#### [CONSIGNE]
Repérez dans les items ci-dessous chaque ligne qui contient la chaîne "door", puis recopiez ces lignes.

(Enregistrements de boîtes étiquetées)
----
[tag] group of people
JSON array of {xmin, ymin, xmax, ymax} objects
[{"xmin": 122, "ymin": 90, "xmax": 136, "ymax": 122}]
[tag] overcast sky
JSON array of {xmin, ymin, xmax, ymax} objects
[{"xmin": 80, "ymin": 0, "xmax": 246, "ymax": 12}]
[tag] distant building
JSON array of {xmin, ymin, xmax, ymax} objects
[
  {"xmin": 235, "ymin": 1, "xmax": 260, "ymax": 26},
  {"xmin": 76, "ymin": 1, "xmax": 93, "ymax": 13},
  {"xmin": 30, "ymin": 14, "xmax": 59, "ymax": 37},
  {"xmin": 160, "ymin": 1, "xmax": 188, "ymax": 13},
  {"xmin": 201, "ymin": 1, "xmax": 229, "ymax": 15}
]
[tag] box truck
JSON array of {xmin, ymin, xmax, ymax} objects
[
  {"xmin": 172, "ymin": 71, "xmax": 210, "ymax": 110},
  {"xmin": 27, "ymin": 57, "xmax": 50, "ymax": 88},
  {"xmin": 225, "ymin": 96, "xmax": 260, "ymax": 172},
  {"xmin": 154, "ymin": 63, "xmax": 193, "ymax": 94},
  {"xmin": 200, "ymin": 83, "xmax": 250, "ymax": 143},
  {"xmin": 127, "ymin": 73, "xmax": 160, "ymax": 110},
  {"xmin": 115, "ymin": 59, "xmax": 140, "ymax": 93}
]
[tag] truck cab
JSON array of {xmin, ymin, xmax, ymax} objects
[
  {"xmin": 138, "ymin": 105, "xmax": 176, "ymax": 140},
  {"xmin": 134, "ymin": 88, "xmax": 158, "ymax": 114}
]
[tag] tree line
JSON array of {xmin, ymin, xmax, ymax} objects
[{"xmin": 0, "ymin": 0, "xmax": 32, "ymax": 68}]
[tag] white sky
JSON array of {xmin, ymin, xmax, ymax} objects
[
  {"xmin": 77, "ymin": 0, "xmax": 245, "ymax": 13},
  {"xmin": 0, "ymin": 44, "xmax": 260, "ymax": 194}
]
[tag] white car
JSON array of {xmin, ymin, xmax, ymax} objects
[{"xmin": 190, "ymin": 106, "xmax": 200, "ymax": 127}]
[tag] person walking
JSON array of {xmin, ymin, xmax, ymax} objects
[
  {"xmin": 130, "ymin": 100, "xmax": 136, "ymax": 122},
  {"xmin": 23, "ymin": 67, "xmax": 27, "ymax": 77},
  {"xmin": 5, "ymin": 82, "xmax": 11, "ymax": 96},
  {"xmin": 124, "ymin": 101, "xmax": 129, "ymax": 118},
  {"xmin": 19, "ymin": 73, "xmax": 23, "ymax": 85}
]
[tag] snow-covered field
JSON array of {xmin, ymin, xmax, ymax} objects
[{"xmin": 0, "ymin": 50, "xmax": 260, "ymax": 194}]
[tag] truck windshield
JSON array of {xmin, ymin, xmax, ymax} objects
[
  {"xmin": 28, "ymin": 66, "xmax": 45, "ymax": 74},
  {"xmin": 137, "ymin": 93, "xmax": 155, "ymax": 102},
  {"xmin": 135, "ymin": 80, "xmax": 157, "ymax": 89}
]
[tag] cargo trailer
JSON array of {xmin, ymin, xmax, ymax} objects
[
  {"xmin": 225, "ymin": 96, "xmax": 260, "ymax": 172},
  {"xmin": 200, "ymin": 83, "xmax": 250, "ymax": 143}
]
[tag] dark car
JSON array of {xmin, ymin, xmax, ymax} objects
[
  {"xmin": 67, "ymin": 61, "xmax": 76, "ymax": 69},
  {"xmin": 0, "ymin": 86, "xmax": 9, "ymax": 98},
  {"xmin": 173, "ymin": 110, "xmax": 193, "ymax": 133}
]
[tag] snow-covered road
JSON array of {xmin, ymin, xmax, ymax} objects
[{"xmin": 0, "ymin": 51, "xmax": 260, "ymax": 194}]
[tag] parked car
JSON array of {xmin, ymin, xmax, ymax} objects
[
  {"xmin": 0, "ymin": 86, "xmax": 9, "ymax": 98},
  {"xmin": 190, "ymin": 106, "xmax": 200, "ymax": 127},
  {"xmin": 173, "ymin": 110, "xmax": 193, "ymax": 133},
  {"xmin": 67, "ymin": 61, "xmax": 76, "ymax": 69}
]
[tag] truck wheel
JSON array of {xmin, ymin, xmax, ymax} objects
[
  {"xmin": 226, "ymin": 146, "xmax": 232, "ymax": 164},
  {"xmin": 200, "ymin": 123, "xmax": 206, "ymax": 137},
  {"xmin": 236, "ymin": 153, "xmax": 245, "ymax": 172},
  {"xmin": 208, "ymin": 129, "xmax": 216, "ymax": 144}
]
----
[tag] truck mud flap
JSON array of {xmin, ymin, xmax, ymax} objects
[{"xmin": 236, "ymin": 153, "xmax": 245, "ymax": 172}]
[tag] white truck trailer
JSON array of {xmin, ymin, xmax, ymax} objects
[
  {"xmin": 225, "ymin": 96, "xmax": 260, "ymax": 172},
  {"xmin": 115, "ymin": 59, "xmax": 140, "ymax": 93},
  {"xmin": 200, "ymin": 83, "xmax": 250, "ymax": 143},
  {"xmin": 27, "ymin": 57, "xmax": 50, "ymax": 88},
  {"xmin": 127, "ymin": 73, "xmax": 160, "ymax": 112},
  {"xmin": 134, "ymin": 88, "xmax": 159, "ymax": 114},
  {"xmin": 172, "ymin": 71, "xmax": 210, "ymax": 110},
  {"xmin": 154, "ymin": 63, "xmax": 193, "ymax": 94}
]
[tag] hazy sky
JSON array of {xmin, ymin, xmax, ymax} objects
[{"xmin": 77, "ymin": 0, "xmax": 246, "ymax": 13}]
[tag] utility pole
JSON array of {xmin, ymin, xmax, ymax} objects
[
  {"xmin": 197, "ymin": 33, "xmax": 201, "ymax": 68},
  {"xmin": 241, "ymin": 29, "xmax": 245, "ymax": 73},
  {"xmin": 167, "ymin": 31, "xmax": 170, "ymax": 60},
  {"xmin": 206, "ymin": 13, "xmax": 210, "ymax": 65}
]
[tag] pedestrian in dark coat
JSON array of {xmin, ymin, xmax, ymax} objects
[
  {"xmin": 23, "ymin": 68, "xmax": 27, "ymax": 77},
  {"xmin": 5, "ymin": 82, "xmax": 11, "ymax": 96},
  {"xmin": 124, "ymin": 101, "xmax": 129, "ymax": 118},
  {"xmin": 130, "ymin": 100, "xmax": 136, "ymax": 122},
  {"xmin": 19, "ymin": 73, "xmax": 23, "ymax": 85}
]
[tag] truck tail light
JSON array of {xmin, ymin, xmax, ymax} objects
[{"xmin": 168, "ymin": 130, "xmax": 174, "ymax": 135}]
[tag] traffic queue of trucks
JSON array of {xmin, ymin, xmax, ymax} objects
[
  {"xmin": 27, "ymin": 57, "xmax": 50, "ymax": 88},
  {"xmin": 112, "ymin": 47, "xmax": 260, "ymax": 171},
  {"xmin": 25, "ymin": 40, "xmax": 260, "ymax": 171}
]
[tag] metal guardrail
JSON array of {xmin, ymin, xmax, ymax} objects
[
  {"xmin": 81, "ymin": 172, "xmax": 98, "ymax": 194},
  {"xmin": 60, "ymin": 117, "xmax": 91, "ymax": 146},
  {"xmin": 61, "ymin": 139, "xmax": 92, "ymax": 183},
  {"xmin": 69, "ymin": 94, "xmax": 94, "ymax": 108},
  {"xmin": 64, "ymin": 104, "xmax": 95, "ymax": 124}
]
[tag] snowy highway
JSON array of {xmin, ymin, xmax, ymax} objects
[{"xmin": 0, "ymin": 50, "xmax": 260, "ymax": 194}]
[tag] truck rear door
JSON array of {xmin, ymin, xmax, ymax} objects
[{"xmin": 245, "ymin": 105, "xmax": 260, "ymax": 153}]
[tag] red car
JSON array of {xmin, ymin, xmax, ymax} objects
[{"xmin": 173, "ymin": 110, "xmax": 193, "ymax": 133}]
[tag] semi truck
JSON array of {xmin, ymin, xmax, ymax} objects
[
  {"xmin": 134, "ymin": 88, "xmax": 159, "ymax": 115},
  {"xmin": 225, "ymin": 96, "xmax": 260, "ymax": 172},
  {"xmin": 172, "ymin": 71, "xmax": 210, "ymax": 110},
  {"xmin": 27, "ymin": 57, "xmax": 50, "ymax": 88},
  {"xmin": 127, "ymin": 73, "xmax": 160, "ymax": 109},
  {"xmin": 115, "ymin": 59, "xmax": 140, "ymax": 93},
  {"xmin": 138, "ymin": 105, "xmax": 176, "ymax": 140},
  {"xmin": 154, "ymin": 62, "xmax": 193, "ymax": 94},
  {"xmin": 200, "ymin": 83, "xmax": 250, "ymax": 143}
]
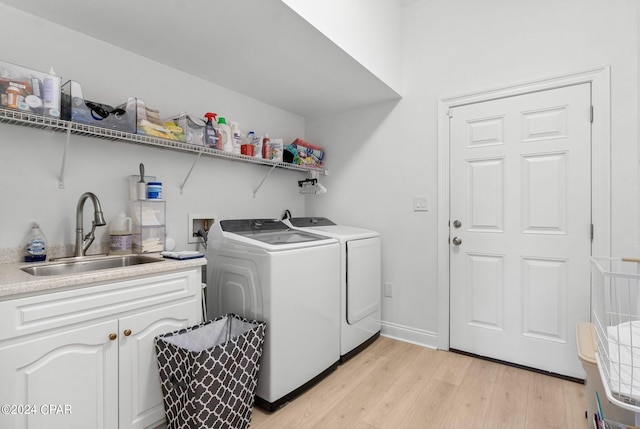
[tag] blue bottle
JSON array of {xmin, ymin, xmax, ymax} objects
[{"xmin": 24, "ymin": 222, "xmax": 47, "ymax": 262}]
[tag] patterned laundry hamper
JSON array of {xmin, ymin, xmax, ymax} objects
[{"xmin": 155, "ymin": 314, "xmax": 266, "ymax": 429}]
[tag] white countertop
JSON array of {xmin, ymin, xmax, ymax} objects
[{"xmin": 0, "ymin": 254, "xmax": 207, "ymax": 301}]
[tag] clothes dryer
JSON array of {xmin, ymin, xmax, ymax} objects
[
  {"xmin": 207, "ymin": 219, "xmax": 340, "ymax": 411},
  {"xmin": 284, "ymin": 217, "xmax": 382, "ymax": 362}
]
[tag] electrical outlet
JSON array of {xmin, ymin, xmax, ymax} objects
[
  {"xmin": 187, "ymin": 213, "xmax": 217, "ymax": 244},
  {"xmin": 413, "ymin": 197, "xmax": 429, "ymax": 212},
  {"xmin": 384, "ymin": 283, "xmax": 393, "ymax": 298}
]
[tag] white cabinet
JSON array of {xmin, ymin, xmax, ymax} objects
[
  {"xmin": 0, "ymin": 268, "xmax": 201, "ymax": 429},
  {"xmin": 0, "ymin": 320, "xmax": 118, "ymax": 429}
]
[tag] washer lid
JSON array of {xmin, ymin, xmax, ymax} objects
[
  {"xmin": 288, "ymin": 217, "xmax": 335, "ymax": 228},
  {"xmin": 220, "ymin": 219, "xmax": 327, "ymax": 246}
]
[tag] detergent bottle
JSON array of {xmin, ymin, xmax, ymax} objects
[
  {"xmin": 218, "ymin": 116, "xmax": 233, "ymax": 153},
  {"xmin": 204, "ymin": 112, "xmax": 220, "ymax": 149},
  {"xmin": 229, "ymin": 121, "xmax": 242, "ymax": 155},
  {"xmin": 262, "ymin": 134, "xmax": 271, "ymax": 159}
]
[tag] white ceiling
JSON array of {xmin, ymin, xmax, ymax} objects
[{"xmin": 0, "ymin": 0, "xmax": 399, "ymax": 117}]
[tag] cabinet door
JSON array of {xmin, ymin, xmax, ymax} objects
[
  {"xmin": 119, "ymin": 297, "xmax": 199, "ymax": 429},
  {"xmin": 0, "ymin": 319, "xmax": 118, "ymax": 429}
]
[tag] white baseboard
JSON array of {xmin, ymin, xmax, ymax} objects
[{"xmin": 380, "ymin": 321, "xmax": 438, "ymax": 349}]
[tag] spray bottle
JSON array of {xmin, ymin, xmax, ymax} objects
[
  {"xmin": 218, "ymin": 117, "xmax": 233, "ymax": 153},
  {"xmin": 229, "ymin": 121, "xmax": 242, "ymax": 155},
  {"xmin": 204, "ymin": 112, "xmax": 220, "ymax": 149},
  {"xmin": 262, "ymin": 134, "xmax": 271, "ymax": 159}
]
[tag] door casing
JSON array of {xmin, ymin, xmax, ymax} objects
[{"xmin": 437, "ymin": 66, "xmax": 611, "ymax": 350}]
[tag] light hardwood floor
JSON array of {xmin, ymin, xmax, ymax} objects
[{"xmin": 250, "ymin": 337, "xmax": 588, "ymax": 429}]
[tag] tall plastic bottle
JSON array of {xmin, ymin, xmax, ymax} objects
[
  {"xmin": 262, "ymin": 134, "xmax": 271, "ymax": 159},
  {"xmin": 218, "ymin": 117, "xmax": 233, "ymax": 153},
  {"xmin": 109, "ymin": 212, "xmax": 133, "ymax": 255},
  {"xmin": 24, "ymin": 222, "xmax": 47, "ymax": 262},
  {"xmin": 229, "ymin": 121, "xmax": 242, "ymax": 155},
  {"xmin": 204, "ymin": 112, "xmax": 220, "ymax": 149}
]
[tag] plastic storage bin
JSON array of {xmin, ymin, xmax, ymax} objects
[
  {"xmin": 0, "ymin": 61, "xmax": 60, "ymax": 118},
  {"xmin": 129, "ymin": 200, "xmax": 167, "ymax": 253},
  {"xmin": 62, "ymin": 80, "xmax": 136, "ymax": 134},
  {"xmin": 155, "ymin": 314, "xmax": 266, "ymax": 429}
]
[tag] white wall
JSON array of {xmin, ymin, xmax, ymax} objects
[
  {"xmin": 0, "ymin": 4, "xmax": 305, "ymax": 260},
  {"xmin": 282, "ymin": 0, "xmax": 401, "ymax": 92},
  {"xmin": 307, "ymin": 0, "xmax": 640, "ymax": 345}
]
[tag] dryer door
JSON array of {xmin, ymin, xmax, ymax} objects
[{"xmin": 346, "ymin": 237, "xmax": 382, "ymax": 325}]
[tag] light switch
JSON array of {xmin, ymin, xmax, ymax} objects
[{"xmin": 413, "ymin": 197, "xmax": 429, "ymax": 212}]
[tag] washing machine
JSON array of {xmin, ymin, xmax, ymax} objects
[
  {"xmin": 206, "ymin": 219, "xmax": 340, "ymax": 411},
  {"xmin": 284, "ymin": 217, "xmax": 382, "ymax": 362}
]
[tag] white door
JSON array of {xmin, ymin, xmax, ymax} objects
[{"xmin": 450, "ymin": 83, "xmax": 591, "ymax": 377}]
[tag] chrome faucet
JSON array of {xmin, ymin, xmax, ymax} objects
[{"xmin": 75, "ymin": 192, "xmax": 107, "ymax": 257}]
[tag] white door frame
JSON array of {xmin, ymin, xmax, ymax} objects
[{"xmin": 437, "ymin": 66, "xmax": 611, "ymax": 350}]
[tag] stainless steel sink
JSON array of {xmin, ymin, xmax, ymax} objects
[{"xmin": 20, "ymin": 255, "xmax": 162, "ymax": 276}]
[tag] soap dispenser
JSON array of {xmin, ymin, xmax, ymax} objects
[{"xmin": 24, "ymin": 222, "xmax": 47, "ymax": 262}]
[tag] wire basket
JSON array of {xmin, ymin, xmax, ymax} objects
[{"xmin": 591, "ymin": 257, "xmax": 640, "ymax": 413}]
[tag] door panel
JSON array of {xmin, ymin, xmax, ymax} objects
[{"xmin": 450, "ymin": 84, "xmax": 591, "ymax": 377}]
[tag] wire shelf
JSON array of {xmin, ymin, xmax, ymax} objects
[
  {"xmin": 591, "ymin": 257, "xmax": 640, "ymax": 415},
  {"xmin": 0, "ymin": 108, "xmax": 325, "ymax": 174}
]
----
#### [RÉPONSE]
[tag] truck rear door
[tag] cabinet door
[tag] door casing
[tag] dryer door
[tag] white door
[tag] white door frame
[tag] door panel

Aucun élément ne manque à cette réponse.